- _Exercise 1_
In the excerpt on imbalanced classes, what is the drawback of random undersampling?
- _Exercise 2_
Edit the excerpt on imbalanced classes. Write out the passage starting with "ML Fundamentals: 6.15" and going on through "throws away information.", and replace "Cheap" with "Inexpensive".

ML Fundamentals: 6.15   Imbalanced classes

Dr Chris Paton

6.15 Imbalanced classes

Classification with imbalanced classes is the rule, not the exception, in real applications. Fraud is rare. Disease is rare. Defects are rare. The prevalence of the positive class can be 1 in 100, 1 in 10,000, or 1 in 10⁶.

Naive training optimises accuracy, which on imbalanced data is achieved by predicting the majority class. The model's "success" is mistaken for skill. The remedies fall into three families.

Resampling

Random oversampling. Duplicate minority examples until classes are balanced. Simple, but causes the model to memorise duplicated examples.
Random undersampling. Drop majority examples. Cheap, but throws away information.
SMOTE Chawla, 2002. Synthetic Minority Oversampling Technique. For each minority example, draw a line to one of its $k$ minority neighbours and pick a random point on it. Generates synthetic minority examples without exact duplicates.

- _Supplied information_
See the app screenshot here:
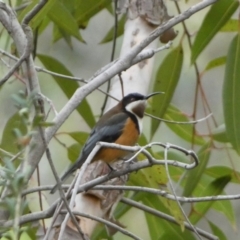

- _Worked solution 1_
It throws away information.

- _Worked solution 2_
ML Fundamentals: 6.15   Imbalanced classes

Dr Chris Paton

6.15 Imbalanced classes

Classification with imbalanced classes is the rule, not the exception, in real applications. Fraud is rare. Disease is rare. Defects are rare. The prevalence of the positive class can be 1 in 100, 1 in 10,000, or 1 in 10⁶.

Naive training optimises accuracy, which on imbalanced data is achieved by predicting the majority class. The model's "success" is mistaken for skill. The remedies fall into three families.

Resampling

Random oversampling. Duplicate minority examples until classes are balanced. Simple, but causes the model to memorise duplicated examples.
Random undersampling. Drop majority examples. Inexpensive, but throws away information.